KUTIPAN TERPILIH:
Suku Kanibal

Suku KanibalDi sebelah selatan Pulau Papua terdapat daerah berawa yang sangat eksotis, diapit dua sungai besar dan gunung-gunung di sebelah utara. Namun daerah ini sulit untuk ditinggali. Kawasan seluas 600 km2 ini bukannya tak bertuan, tetapi menjadi wilayah kekuasaan Suku Korowai, satu-satunya suku kanibal yang diyakini masih tersisa di Indonesia hingga sat ini.
Keberadaan Suku Korowai, atau terkadang disebut Kolufu, ini baru diketahui pada dekade 1970-an, ketika seorang misionaris Kristen datang ke sana dan hidup bersama warga setempat. Misionaris ini bahkan berhasil mempelajari bahasa Awyu-Dumut, yaitu bahasa di wilayah tenggara Papua.
Pada tahun 1979, misionaris asal Belanda itu mendirikan sebuah pemukiman yang disebut Yarinuma. Sejak itulah warga suku Korowai mulai terbuka terhadap dunia luar. Permukiman itu sering didatangi anggota suku Korowai yang masih muda.
Belakangan, wilayah Suku Korowai juga dikunjungi Rupert Stasch, antropolog dari Reed College, Oregon. Dia tinggal bersama suku Korowai selama 16 bulan, untuk mempelajari kebudayaan mereka. Stasch juga melakukan penelitian, yang hasilnya sudah diterbitkan dalam Jurnal Oceania.
Pada Januari – Februari 2011, Tim Human Planet BBC juga mendatangi Suku Korowai, untuk mengabadikan kebudayaan mereka yang unik, khususnya dalam membangun rumah.

Suku kanibal

Masyarakat Suku Korowai membangun tempat tinggal di atas pohon, dan disebut “Rumah Tinggi.” Rumah-rumah panggung ini didesain sedemikian rupa sehingga terlindung dari banjir, kebakaran, atau serangan hewan liar.
Setiap rumah panggung biasanya dihununi satu klan. Tempat tinggal ini dibagi menjadi dua, yaitu daerah khusus pria dan wanita.

SOAL LATIHAN:
Tolong lanjutkan teks tentang Suku Korowai di atas, mulai setelah kalimat terakhirnya.

Item Tersimpan

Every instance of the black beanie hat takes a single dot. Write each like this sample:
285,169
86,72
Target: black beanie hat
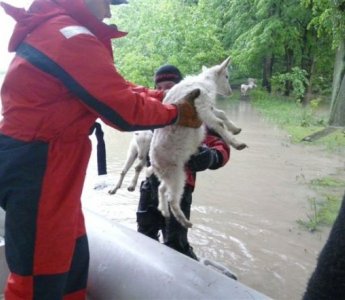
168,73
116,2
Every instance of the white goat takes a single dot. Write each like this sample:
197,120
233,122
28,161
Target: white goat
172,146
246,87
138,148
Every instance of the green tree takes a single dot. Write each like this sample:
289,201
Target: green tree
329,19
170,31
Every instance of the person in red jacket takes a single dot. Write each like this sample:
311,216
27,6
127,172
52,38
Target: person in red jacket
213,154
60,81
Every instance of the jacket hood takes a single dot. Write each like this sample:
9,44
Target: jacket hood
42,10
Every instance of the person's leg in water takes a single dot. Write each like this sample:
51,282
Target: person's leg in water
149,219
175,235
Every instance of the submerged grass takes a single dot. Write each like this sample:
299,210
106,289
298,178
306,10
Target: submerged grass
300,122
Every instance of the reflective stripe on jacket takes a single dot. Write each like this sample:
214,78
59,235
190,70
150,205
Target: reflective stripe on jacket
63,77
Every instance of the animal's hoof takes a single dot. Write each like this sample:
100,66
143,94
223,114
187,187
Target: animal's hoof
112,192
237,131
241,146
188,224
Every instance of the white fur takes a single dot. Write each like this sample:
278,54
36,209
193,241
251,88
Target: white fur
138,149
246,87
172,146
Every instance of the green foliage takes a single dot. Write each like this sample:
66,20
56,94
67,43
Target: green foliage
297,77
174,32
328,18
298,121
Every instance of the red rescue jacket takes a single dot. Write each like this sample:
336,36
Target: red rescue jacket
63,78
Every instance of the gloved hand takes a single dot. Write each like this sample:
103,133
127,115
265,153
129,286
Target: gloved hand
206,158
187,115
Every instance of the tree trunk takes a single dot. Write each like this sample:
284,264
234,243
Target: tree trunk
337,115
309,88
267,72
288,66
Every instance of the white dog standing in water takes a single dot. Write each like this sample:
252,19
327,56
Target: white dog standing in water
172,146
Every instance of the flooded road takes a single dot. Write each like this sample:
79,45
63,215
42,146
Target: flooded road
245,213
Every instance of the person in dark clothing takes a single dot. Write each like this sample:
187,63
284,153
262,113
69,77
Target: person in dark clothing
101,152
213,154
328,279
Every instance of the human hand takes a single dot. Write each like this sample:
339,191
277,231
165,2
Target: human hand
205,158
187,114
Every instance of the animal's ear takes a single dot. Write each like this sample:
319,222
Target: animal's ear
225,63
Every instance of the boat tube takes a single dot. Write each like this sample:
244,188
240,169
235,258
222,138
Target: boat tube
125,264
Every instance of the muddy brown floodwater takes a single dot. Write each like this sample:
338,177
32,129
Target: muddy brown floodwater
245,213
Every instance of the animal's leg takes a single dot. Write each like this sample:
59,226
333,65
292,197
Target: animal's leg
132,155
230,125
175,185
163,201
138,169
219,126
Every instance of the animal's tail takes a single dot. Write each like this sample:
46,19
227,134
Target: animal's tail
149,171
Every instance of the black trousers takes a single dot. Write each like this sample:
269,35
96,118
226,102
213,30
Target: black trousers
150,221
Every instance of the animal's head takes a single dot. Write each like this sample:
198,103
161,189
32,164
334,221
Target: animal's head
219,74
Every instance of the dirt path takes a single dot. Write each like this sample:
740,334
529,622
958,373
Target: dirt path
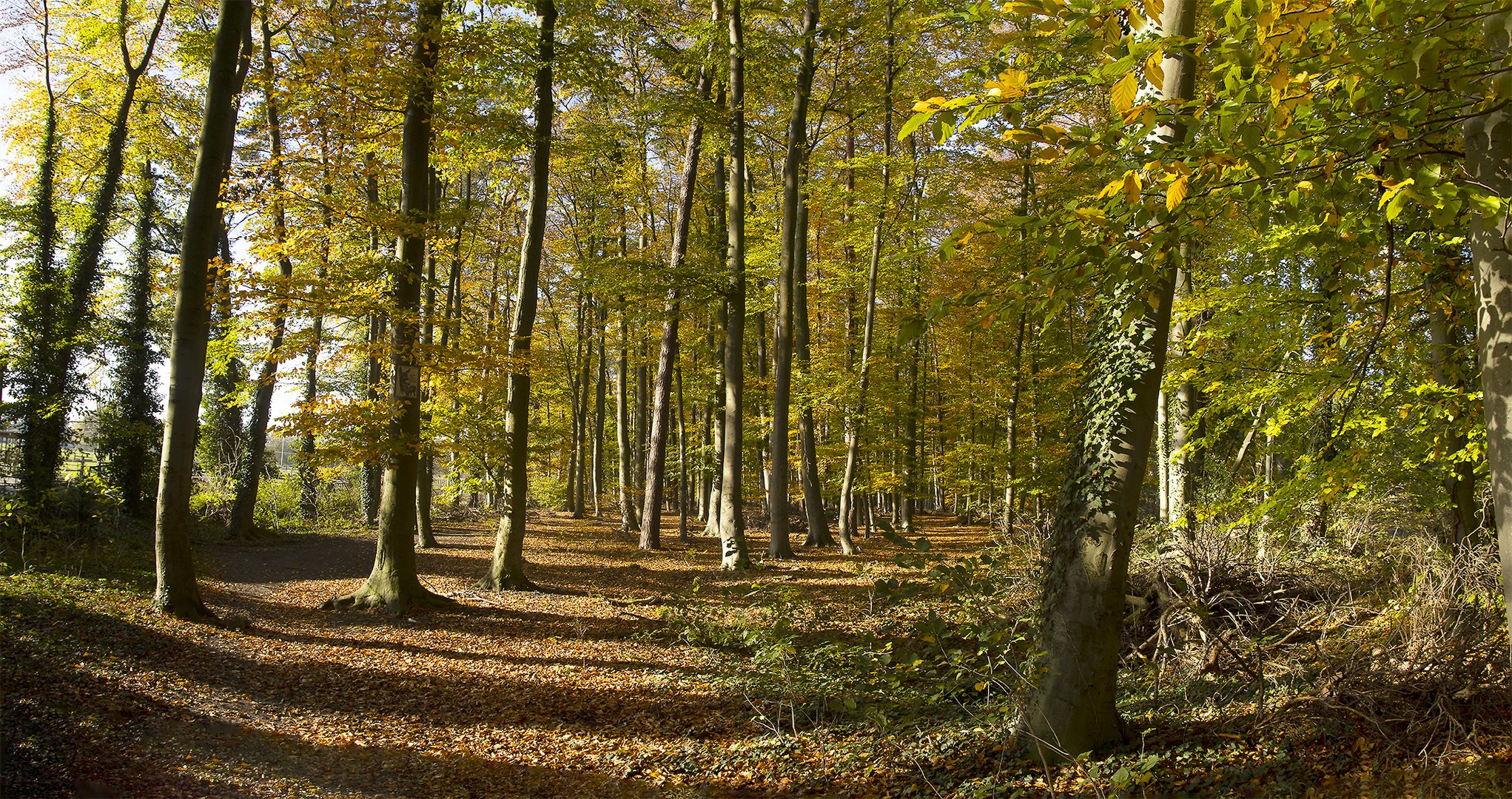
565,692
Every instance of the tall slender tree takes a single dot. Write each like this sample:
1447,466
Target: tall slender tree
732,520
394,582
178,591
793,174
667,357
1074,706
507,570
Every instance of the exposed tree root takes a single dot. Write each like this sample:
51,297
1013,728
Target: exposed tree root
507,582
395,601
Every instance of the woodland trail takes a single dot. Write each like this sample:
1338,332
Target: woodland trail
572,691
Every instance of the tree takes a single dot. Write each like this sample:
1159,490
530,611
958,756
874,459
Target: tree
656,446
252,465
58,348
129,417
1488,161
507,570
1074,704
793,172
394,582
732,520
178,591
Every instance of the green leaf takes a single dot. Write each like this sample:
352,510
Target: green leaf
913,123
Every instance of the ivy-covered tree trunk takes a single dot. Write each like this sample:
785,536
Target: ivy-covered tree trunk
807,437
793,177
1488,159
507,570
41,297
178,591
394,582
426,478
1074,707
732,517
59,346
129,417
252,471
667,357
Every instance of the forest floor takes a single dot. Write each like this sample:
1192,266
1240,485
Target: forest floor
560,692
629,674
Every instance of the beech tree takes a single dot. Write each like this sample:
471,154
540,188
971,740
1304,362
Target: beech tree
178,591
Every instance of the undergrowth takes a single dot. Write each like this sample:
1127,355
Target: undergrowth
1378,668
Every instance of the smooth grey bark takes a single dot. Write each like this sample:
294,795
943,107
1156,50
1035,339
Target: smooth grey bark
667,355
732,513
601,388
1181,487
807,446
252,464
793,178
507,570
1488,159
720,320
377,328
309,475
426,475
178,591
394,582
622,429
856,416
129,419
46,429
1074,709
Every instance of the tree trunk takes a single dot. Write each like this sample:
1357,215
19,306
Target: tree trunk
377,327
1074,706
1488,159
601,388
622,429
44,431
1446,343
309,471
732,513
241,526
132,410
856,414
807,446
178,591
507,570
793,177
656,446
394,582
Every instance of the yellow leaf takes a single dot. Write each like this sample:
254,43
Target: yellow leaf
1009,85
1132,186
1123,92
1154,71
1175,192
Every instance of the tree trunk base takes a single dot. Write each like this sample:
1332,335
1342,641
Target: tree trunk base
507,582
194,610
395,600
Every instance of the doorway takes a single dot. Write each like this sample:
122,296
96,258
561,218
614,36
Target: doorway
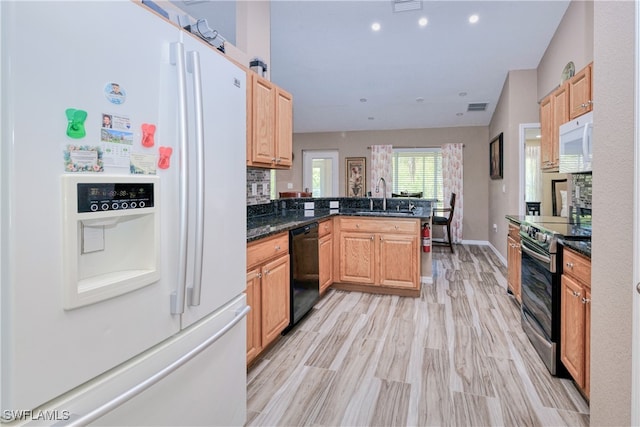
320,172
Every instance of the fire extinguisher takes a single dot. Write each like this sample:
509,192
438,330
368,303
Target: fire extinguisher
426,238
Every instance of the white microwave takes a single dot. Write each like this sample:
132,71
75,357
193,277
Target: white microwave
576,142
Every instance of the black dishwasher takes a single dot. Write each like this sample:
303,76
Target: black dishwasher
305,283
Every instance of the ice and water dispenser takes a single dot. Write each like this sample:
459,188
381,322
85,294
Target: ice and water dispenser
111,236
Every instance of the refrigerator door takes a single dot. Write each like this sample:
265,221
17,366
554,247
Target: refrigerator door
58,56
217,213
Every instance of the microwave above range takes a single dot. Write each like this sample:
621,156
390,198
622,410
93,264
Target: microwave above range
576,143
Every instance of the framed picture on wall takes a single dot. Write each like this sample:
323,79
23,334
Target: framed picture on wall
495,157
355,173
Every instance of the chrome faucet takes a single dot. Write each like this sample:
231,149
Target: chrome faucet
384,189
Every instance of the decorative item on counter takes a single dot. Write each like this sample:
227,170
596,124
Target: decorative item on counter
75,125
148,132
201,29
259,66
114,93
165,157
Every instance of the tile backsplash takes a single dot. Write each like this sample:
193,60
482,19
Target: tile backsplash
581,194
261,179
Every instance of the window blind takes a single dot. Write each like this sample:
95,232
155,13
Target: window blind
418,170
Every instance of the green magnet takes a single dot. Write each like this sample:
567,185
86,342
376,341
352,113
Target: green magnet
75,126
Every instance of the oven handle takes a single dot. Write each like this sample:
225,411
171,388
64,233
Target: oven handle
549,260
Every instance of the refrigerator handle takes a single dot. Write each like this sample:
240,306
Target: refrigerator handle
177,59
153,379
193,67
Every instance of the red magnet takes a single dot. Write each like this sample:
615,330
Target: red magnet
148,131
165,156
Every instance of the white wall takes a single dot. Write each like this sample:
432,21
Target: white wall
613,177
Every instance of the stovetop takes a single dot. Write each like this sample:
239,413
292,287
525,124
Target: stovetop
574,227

HASIL AKHIR:
Para peneliti menganggap masyarakat Suku Korowai cukup cerdas, karena mampu membangun konsep perkampungan pada wilayah yang sebenarnya sulit untuk ditinggali.
Di antara sejumlah peneliti dan antropologi yang datang melihat Suku Korowai, mungkin yang paling fenomenal adalah kunjungan jurnalis bernama Paul Raffaele. Dia memang hanya menetap selama empat hari bersama Suku Korowai. Raffaele menjabarkan perjalanan empat harinya di bulan Mei 2006 lalu dengan sangat jelas.
Dalam situs smithsonianmag.com, Raffaele menjelaskan, meski masyarakat Suku Korowai memiliki kebiasaan memakan daging manusia (kanibal), hal itu ternyata tidak dilakukannya setiap saat.
Setiap hari mereka hidup dengan mengonsumsi berbagai macam hasil alam seperti sagu, pisang, palem, dan pakis. Mereka juga memakan daging hewan yang biasa diburu seperti burung kasuari, ular, kadal, rusa, atau babi hutan. Warha Korowai juga memenuhi nutrisinya dengan makan larva kumbang,” kata Raffaele.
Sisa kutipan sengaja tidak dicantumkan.